Begin
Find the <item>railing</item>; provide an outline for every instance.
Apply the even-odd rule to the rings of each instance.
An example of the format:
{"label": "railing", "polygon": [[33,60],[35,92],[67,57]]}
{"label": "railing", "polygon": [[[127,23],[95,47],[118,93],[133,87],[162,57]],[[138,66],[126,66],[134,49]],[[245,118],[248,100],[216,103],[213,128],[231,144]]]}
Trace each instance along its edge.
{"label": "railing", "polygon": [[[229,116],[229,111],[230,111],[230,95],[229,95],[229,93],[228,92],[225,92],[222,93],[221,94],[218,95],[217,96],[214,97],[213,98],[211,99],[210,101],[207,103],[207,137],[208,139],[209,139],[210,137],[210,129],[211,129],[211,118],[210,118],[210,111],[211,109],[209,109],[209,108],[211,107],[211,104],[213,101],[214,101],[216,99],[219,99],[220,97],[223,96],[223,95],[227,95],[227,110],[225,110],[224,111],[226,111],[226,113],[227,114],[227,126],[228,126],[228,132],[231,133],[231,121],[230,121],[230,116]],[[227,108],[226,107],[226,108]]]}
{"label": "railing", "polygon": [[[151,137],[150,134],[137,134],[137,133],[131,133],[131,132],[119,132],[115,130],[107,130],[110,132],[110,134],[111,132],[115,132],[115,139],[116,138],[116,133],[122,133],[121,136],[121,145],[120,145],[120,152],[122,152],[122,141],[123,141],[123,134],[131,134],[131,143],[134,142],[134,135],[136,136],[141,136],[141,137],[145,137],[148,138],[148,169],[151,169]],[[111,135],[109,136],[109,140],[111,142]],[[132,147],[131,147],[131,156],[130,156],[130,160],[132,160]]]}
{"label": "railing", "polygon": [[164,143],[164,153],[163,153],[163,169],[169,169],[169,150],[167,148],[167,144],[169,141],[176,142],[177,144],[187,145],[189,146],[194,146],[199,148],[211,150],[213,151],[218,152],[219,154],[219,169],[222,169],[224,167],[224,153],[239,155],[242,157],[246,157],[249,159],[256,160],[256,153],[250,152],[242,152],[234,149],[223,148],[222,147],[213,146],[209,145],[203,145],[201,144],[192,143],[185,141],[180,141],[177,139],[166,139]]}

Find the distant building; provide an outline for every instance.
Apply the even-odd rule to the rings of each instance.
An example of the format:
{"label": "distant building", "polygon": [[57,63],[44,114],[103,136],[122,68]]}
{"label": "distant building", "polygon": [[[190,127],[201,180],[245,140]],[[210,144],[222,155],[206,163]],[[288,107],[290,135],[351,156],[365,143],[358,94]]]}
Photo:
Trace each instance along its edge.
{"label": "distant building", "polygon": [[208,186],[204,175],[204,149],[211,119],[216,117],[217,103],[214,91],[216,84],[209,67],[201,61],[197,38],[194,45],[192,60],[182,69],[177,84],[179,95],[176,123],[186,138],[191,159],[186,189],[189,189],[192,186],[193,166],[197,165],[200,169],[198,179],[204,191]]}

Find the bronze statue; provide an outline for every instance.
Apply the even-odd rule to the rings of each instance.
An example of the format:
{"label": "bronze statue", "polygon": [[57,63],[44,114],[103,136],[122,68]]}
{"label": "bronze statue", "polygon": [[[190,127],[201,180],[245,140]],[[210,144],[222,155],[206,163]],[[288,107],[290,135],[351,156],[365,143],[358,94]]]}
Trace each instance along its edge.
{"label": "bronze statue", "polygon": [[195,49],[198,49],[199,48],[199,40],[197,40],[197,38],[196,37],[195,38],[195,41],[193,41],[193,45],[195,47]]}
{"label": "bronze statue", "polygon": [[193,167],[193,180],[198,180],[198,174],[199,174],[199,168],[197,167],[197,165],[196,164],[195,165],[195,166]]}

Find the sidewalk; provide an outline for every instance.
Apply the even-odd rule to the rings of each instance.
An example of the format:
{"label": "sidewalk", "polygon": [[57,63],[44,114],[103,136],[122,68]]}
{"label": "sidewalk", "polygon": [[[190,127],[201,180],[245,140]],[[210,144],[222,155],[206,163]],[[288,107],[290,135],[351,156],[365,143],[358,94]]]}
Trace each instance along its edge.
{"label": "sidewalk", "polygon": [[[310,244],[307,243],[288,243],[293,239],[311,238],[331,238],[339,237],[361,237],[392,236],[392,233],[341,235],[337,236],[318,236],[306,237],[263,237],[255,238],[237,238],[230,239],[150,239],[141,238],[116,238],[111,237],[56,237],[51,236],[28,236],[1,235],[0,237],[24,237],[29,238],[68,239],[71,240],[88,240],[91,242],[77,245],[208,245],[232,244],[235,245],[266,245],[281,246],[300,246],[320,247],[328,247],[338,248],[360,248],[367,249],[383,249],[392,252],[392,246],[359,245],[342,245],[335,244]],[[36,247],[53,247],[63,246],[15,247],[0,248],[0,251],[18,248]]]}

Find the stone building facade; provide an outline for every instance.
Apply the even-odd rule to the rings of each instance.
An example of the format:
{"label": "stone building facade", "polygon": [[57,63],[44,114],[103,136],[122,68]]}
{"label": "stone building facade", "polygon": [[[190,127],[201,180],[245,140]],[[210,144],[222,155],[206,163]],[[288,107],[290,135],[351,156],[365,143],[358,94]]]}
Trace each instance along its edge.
End
→ Short exercise
Type out the full listing again, exactly as given.

→ Full response
Find the <item>railing</item>; provide an outline for every instance.
Apply the even-odd rule to the rings of each instance.
An example of the format:
{"label": "railing", "polygon": [[33,60],[35,92],[67,57]]}
{"label": "railing", "polygon": [[[127,23],[95,47],[118,93],[133,87],[162,57]],[[138,66],[126,66],[134,49]],[[245,118],[248,100],[216,103],[213,128],[231,144]]]}
Trace each instance along its edge.
{"label": "railing", "polygon": [[[229,116],[229,111],[230,111],[230,95],[229,95],[229,93],[228,92],[225,92],[222,93],[221,94],[218,95],[217,96],[214,97],[213,98],[211,99],[210,101],[207,103],[207,137],[208,139],[209,139],[210,137],[210,129],[211,129],[211,118],[210,118],[210,111],[211,109],[209,109],[209,108],[211,107],[211,104],[213,101],[214,101],[216,99],[219,99],[220,97],[223,96],[223,95],[227,95],[227,110],[225,110],[224,111],[226,111],[226,113],[227,114],[227,126],[228,126],[228,132],[231,133],[231,121],[230,121],[230,116]],[[227,108],[226,107],[226,108]]]}
{"label": "railing", "polygon": [[[151,137],[150,134],[137,134],[137,133],[131,133],[131,132],[119,132],[115,130],[107,130],[110,132],[110,134],[111,132],[115,132],[115,139],[116,138],[116,133],[122,133],[121,136],[121,145],[120,145],[120,152],[122,152],[122,141],[123,141],[123,134],[131,134],[131,143],[134,142],[134,135],[136,136],[141,136],[141,137],[145,137],[148,138],[148,169],[151,169]],[[111,135],[109,136],[109,140],[111,142]],[[132,147],[131,147],[131,156],[130,156],[130,160],[132,160]]]}
{"label": "railing", "polygon": [[164,143],[164,153],[163,153],[163,169],[169,169],[169,150],[167,148],[167,144],[169,141],[176,142],[177,144],[187,145],[189,146],[194,146],[199,148],[211,150],[213,151],[218,152],[219,154],[219,169],[222,169],[224,167],[224,153],[239,155],[242,157],[246,157],[249,159],[256,160],[256,153],[250,152],[242,152],[234,149],[223,148],[222,147],[213,146],[209,145],[203,145],[201,144],[192,143],[185,141],[180,141],[177,139],[166,139]]}

Find the distant building; provide an outline for every instance.
Apply the even-odd rule to the rings of each instance.
An example of the format:
{"label": "distant building", "polygon": [[57,63],[44,114],[103,136],[122,68]]}
{"label": "distant building", "polygon": [[[190,127],[201,180],[245,140]],[[210,144],[222,155],[206,163]],[[288,107],[290,135],[351,156],[365,143],[358,94]]]}
Photo:
Trace each instance along its edge.
{"label": "distant building", "polygon": [[208,186],[204,175],[204,149],[211,119],[216,117],[217,103],[214,91],[216,84],[209,67],[201,61],[197,38],[194,45],[192,60],[182,69],[177,84],[179,95],[176,123],[186,138],[191,159],[186,189],[189,189],[192,186],[193,166],[197,165],[200,169],[198,179],[204,191]]}

Find the bronze statue; provide an outline for every instance.
Apply the even-odd rule to the rings of each instance.
An example of the format:
{"label": "bronze statue", "polygon": [[57,63],[44,114],[103,136],[122,68]]}
{"label": "bronze statue", "polygon": [[[190,127],[201,180],[245,140]],[[210,144],[222,155],[206,163]],[[288,107],[290,135],[351,156],[365,143],[358,94]]]}
Trace each instance along its edge.
{"label": "bronze statue", "polygon": [[195,49],[198,49],[199,48],[199,40],[197,40],[197,38],[196,37],[195,38],[195,41],[193,41],[193,45],[195,47]]}
{"label": "bronze statue", "polygon": [[193,167],[193,180],[198,180],[198,174],[199,174],[199,168],[197,167],[197,165],[196,164],[195,165],[195,166]]}

Find the sidewalk; provide an outline for every instance.
Apply the even-odd rule to the rings of each instance.
An example of the format:
{"label": "sidewalk", "polygon": [[57,63],[44,114],[103,136],[122,68]]}
{"label": "sidewalk", "polygon": [[[190,127],[201,180],[245,140]],[[210,144],[222,155],[206,163]],[[288,107],[290,135],[351,156],[365,143],[358,94]]]}
Trace each instance along its edge.
{"label": "sidewalk", "polygon": [[[310,244],[307,243],[288,243],[293,239],[311,238],[331,238],[339,237],[361,237],[392,236],[392,233],[341,235],[337,236],[318,236],[306,237],[263,237],[255,238],[237,238],[230,239],[150,239],[141,238],[116,238],[111,237],[56,237],[51,236],[28,236],[1,235],[0,237],[24,237],[29,238],[68,239],[71,240],[88,240],[91,242],[77,245],[208,245],[232,244],[235,245],[266,245],[281,246],[300,246],[320,247],[328,247],[338,248],[360,248],[367,249],[383,249],[392,252],[392,246],[359,245],[342,245],[335,244]],[[36,247],[53,247],[63,246],[15,247],[0,248],[0,251],[18,248]]]}

Find the stone building facade; provide an outline for every instance.
Apply the even-odd rule to the rings of each instance.
An example of the format:
{"label": "stone building facade", "polygon": [[57,63],[44,114],[103,136],[122,68]]}
{"label": "stone building facade", "polygon": [[[190,127],[201,180],[245,140]],[[210,144],[222,155],[206,163]],[[288,107],[290,135],[351,156],[365,143],[358,94]]]}
Trace each instance along its edge.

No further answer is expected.